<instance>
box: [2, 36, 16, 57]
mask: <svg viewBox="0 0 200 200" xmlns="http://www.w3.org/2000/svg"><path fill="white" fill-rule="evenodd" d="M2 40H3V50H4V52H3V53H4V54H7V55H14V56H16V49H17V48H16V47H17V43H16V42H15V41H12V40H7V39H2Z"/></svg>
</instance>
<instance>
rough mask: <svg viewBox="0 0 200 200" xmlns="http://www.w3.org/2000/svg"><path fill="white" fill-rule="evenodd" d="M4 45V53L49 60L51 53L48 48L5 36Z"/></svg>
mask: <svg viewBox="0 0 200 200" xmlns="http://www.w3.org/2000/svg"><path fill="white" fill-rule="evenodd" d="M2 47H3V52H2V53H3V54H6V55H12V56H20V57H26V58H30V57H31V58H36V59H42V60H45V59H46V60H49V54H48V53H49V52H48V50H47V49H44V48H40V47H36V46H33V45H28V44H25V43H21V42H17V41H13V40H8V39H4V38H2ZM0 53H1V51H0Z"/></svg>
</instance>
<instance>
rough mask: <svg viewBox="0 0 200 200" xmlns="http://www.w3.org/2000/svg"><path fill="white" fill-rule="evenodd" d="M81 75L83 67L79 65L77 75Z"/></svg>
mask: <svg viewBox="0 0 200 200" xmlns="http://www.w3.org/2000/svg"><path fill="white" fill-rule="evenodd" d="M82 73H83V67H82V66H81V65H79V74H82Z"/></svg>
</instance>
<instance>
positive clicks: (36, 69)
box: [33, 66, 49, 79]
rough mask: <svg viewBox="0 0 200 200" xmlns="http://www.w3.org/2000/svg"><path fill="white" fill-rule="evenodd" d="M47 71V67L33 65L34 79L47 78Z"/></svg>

Try it: Copy out in full every line above that contains the word "rough".

Finished task:
rough mask: <svg viewBox="0 0 200 200" xmlns="http://www.w3.org/2000/svg"><path fill="white" fill-rule="evenodd" d="M4 45V53L49 60L51 53L48 48L5 36Z"/></svg>
rough mask: <svg viewBox="0 0 200 200" xmlns="http://www.w3.org/2000/svg"><path fill="white" fill-rule="evenodd" d="M81 75L83 67L79 65L77 75Z"/></svg>
rough mask: <svg viewBox="0 0 200 200" xmlns="http://www.w3.org/2000/svg"><path fill="white" fill-rule="evenodd" d="M47 71V67L33 65L34 79L47 78Z"/></svg>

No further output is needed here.